Stored data entries:
┌────────

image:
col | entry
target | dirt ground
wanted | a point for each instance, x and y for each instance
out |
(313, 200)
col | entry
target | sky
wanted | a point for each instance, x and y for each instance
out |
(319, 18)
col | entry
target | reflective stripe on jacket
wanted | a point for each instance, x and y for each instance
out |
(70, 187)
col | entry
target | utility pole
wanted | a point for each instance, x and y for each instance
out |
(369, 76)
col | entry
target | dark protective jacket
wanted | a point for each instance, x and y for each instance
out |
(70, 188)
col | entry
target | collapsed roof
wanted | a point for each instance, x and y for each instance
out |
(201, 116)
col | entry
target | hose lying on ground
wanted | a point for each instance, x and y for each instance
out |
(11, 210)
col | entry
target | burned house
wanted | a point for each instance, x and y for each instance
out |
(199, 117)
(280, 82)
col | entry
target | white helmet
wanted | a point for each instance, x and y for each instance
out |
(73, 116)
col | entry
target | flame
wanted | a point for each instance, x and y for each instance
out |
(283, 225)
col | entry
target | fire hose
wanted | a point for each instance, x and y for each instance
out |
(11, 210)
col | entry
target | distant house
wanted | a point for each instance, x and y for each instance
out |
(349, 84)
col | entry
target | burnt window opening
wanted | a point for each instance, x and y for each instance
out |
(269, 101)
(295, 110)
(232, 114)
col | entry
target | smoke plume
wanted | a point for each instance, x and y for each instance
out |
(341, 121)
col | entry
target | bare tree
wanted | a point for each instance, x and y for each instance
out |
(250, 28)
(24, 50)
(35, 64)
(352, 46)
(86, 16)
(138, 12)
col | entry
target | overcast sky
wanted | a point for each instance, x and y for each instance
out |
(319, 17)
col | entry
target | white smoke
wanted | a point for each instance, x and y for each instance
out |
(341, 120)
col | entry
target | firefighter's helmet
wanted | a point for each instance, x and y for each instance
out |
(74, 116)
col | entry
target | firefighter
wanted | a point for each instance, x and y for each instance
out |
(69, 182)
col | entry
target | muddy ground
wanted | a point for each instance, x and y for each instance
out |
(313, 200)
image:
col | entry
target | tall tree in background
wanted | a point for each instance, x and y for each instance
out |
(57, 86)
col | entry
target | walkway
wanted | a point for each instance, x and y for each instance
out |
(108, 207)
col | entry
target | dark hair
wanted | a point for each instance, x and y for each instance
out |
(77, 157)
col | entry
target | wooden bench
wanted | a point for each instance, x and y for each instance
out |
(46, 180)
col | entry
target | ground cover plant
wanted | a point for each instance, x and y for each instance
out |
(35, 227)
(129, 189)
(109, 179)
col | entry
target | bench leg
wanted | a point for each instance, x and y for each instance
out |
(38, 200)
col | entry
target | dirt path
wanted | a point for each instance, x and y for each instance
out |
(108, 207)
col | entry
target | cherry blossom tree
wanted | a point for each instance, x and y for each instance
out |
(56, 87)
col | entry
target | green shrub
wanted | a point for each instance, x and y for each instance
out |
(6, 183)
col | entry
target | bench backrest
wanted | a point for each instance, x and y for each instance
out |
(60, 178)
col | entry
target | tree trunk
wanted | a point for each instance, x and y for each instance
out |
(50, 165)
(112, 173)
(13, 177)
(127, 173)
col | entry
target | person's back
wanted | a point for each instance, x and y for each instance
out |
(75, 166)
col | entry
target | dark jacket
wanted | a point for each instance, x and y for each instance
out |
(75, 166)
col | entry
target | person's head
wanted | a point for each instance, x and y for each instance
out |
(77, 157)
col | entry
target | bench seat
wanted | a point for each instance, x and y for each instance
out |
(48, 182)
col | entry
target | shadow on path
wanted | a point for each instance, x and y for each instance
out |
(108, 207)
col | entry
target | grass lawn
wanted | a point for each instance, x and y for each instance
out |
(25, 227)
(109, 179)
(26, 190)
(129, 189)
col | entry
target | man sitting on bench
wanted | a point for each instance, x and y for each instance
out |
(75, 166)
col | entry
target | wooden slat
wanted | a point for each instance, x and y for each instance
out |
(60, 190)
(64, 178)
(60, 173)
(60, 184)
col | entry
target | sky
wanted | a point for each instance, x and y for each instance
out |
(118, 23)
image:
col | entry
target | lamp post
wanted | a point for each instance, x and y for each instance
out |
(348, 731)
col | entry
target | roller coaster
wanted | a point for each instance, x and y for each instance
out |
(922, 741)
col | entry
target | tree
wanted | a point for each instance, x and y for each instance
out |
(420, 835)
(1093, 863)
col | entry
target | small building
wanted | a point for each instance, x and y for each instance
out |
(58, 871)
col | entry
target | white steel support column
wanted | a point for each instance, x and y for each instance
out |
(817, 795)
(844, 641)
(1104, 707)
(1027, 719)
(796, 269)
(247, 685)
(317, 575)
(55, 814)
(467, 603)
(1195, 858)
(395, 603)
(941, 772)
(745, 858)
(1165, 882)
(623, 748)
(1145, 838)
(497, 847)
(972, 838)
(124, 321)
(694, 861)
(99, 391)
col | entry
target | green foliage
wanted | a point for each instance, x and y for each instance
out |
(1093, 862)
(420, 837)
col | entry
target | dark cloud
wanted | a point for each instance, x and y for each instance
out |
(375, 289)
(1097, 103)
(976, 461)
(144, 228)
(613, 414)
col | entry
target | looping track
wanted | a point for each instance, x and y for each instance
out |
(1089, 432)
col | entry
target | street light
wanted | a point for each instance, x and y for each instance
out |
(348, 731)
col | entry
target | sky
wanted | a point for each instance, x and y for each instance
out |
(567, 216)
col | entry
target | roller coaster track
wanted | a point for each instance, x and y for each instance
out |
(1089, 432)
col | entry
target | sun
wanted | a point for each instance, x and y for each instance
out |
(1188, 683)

└────────

REQUEST:
Write the material out again in its entirety, exactly as shown.

OUTPUT:
image:
col | entry
target | dirt ground
wanted | a point for each instance, x and y for each instance
out |
(313, 200)
col | entry
target | sky
wanted | a point for each instance, x and y for each instance
out |
(319, 18)
col | entry
target | reflective stripe on jacket
wanted | a point for each instance, x and y for each instance
out |
(70, 187)
col | entry
target | utility pole
wanted | a point for each instance, x and y for each instance
out |
(369, 76)
col | entry
target | dark protective jacket
wanted | a point for each instance, x and y for each instance
out |
(70, 188)
col | entry
target | collapsed roof
wanted | a point for each instance, x and y for each instance
out |
(201, 116)
col | entry
target | hose lying on ground
wanted | a point for each instance, x and y for each instance
out |
(11, 210)
col | entry
target | burned house
wanted | a point for each instance, x and y for each instance
out |
(199, 117)
(280, 82)
col | entry
target | white helmet
wanted | a point for each instance, x and y for each instance
out |
(73, 116)
col | entry
target | flame
wanted | a point for each instance, x and y for each instance
out |
(283, 225)
col | entry
target | fire hose
wanted | a point for each instance, x and y for each instance
out |
(11, 210)
col | entry
target | distant house
wanted | a point for each instance, x and y for each instance
out |
(349, 84)
col | entry
target | burnt window opening
wanted | a point for each instance, x and y for each instance
out |
(269, 101)
(295, 110)
(232, 114)
col | entry
target | smoke plume
wanted | a point for each instance, x and y for each instance
out |
(341, 121)
col | entry
target | bare tree
wanted | a point for each instance, x and y for each instance
out |
(250, 28)
(24, 50)
(35, 64)
(352, 46)
(86, 16)
(138, 12)
col | entry
target | overcast sky
wanted | a point for each instance, x and y for each instance
out |
(319, 17)
col | entry
target | white smoke
wanted | a point for each instance, x and y for each instance
out |
(341, 120)
col | entry
target | firefighter's helmet
wanted | a point for each instance, x and y for each instance
out |
(74, 116)
col | entry
target | firefighter
wanted | a point for each instance, x and y for each instance
out |
(69, 182)
col | entry
target | muddy ground
wanted | a point for each instance, x and y for each instance
out |
(313, 200)
image:
col | entry
target | tall tree in background
wanted | a point for each instance, x and y for each instance
out |
(57, 86)
col | entry
target | walkway
wanted | a point for each instance, x and y for each instance
out |
(108, 207)
col | entry
target | dark hair
wanted | a point for each instance, x and y for each instance
out |
(77, 157)
col | entry
target | wooden bench
wanted | a point for each instance, x and y for each instance
out |
(46, 180)
col | entry
target | ground cover plant
wanted | a point for each instance, x and y for each instance
out |
(35, 227)
(129, 189)
(109, 179)
col | entry
target | bench leg
wanted | a point for each instance, x and y for each instance
out |
(38, 200)
col | entry
target | dirt path
wanted | a point for each instance, x and y for each instance
out |
(108, 207)
col | entry
target | cherry blossom tree
wanted | a point for each instance, x and y for each instance
out |
(56, 87)
col | entry
target | green shrub
wanted | a point for each instance, x and y for each instance
out |
(6, 183)
col | entry
target | bench backrest
wanted | a point for each instance, x and y for each instance
out |
(60, 178)
col | entry
target | tree trunk
wanted | a point for each instance, x and y for each instance
out |
(50, 165)
(112, 173)
(13, 177)
(127, 173)
col | entry
target | person's back
wanted | a point for each instance, x and y for each instance
out |
(75, 166)
col | entry
target | dark jacket
wanted | a point for each instance, x and y for each instance
out |
(75, 166)
col | entry
target | person's head
wanted | a point for each instance, x and y for each instance
out |
(77, 157)
col | entry
target | bench seat
wanted | a point for each instance, x and y for each instance
out |
(48, 182)
col | entry
target | shadow on path
wanted | a point for each instance, x and y for each instance
out |
(108, 207)
col | entry
target | grass lawn
wanted | a point for each instance, x and y for each instance
out |
(25, 227)
(109, 179)
(26, 190)
(129, 189)
col | entry
target | man sitting on bench
wanted | a point for each instance, x and y for each instance
out |
(75, 166)
col | entry
target | wooden slat
wanted | a point for each instance, x and y for each instance
out |
(60, 190)
(64, 178)
(60, 173)
(60, 184)
col | entry
target | sky
wanted | a point for each instance, x and y for each instance
out |
(118, 23)
image:
col | entry
target | lamp post
wanted | a point for each instance, x and y for each instance
out |
(348, 731)
col | entry
target | roller coaster
wanted | a point for each instance, x and y for each instance
out |
(922, 741)
col | entry
target | tree
wanted | a point for each instance, x and y for each instance
out |
(420, 835)
(1093, 863)
col | entry
target | small building
wanted | a point for each instance, x and y for each instance
out |
(58, 871)
col | entry
target | white steel support column
wanted | a point for each instance, x and y for each instance
out |
(817, 795)
(844, 641)
(1104, 707)
(1027, 719)
(796, 269)
(247, 685)
(317, 575)
(55, 814)
(467, 603)
(1195, 858)
(395, 603)
(941, 772)
(745, 858)
(1165, 882)
(623, 748)
(1145, 838)
(497, 847)
(972, 838)
(124, 321)
(694, 861)
(99, 391)
col | entry
target | green foliage
wanted | a point for each instance, x and y for each instance
out |
(1093, 862)
(420, 837)
col | entry
target | dark cloud
wanted | a point for each instance, x and y for each instance
out |
(375, 289)
(1097, 103)
(976, 461)
(144, 228)
(613, 414)
col | entry
target | looping track
wanted | a point for each instance, x and y for each instance
out |
(1089, 432)
col | entry
target | street light
wanted | a point for each instance, x and y for each instance
out |
(348, 731)
col | entry
target | sky
wanted | a point for each instance, x and y for each instance
out |
(567, 216)
col | entry
target | roller coaster track
wanted | a point for each instance, x and y for each instance
out |
(1089, 432)
col | entry
target | sun
wanted | a point for each instance, x and y for each instance
out |
(1188, 683)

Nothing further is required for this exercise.